> _Doelstellingen_:
1. Geef uit de tekst over de rechterlijke organisatie letterlijk het gedeelte weer dat begint bij de woorden "3.1.4 Klachtrecht" en eindigt na "gebruik is gemaakt.".
2. Leg in één tot drie zinnen uit in welk geval de procureur-generaal volgens de tekst over de rechterlijke organisatie niet verplicht is een vordering bij de Hoge Raad in te stellen.
3. Zet de tekst over de rechterlijke organisatie voort vanaf de laatste zin die is weergegeven.

3.1.2 De organisatie van de gerechten
Binnen de rechtbanken kunnen ten hoogste vijf organisatorische eenheden worden ingesteld, binnen
de hoven ten hoogste vier, de zgn. sectoren. Bij de rechtbanken zullen er ten minste sectoren voor
bestuursrecht, civiel recht en strafrecht zijn. Het voor bepaalde tijd benoemde bestuur van het
gerecht bestaat uit drie leden, waarvan twee rechters. De voorzitter draagt de titel president (art. 15
RO).
3.1.3 De Raad voor de rechtspraak
Ten behoeve van de gerechten (met uitzondering van de Hoge Raad) gezamenlijk is een Raad voor de
rechtspraak ingesteld met onder meer bevoegdheden op het terrein van de begroting en de
bedrijfsvoering (zie artt. 84-109 RO). De Raad kent elk gerecht jaarlijks een algemeen budget toe ten
laste van de rijksbegroting, maar kan ook specifiek middelen ter beschikking stellen ter verbetering
van organisatie en werkwijze. De Raad biedt ondersteuning bij de bevordering van de uniforme
rechtstoepassing door de gerechten, de juridische kwaliteit en de onderlinge samenwerking, zowel
op het gebied van bedrijfsvoering als op het gebied van de zaaksbehandeling. Ook oefent hij mede
toezicht uit op het zaakverdelingsbeleid van de gerechten (art. 21a RO) en adviseert hij regering en
Staten-Generaal over regelgeving en beleid op het terrein van de rechtspleging (art. 95 RO).
3.1.4 Klachtrecht
Twee klachtprocedures staan open voor de ‘justitiabele’, de interne, bij het betreffende gerecht, en
de externe, via de procureur-generaal bij de Hoge Raad. Klachten over gedragingen van aan de
rechtbanken en hoven verbonden rechterlijke ambtenaren kunnen worden ingediend bij het
betrokken gerecht (art. 26 RO, lees art. 26 lid 4 RO). Ook kan de procureur-generaal schriftelijk
verzocht worden een vordering bij de Hoge Raad in te stellen tot het doen van een onderzoek naar
de gedraging van een rechterlijke ambtenaar die met rechtspraak belast is. De P-G is hier niet
verplicht toe, onder meer indien van de interne klachtmogelijkheid geen gebruik is gemaakt.

> _Geëxtraheerde rijen_:
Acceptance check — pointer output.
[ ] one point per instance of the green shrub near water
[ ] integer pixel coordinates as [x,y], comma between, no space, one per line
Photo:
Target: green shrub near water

> _Schriftelijke antwoorden_:
1.
3.1.4 Klachtrecht
Twee klachtprocedures staan open voor de ‘justitiabele’, de interne, bij het betreffende gerecht, en
de externe, via de procureur-generaal bij de Hoge Raad. Klachten over gedragingen van aan de
rechtbanken en hoven verbonden rechterlijke ambtenaren kunnen worden ingediend bij het
betrokken gerecht (art. 26 RO, lees art. 26 lid 4 RO). Ook kan de procureur-generaal schriftelijk
verzocht worden een vordering bij de Hoge Raad in te stellen tot het doen van een onderzoek naar
de gedraging van een rechterlijke ambtenaar die met rechtspraak belast is. De P-G is hier niet
verplicht toe, onder meer indien van de interne klachtmogelijkheid geen gebruik is gemaakt.

2. De procureur-generaal is hiertoe niet verplicht, onder meer wanneer geen gebruik is gemaakt van de interne klachtmogelijkheid bij het betrokken gerecht.

3.
1
,3.2 De bevoegdheid van de rechterlijke macht
Art. 112 GW draagt aan de rechterlijke macht de berechting van geschillen over burgerlijke rechten
op. Op zoek naar de bevoegde rechter kan het zijn dat, vanwege internationale aspecten van de zaak
(bijv. de gedaagde woont in het buitenland), moet worden vastgesteld of de Nederlandse rechter wel
(internationale) rechtsmacht heeft. In andere gevallen kan de vraag rijzen of de rechter in het licht
van de eigen bevoegdheden van wetgever en administratie wel de gevraagde beslissing kan en mag
nemen. Dan gaat het om een ander aspect van rechtsmacht, de staatsrechtelijke rechtsmacht.
De absolute competentie betreft de vraag, aan welk soort gerecht de zaak moet worden voorgelegd:
rechtbank – de sector civiel of de kantonrechter – hof of Hoge Raad. Bij de relatieve competentie
gaat het om de vraag welk gerecht van de aldus gevonden soort voor de behandeling is aangewezen,
rekening houdende met ieders geografische rechtsgebied en zittingsplaatsen (locaties).
3.2.1 De internationale bevoegdheid (rechtsmacht)
De internationale bevoegdheid van de Nederlandse rechter betreft de vraag of een zaak met
internationale aspecten of van buitenlandse oorsprong in Nederland aan de rechter kan worden
voorgelegd. Het antwoord moet in de eerste plaats worden gezocht in eventueel toepasselijke
vedragen, EU-Verordeningen of andere volkenrechtelijke verplichtingen (zie art. 1 Rv). Is er geen
verdrag of EU-Verordening toepasselijk, dan kan de bevoegdheid van de Nederlandse rechter ook
voortvloeien uit de eigen regeling in het Wetboek van Burgerlijke Rechtsvordering.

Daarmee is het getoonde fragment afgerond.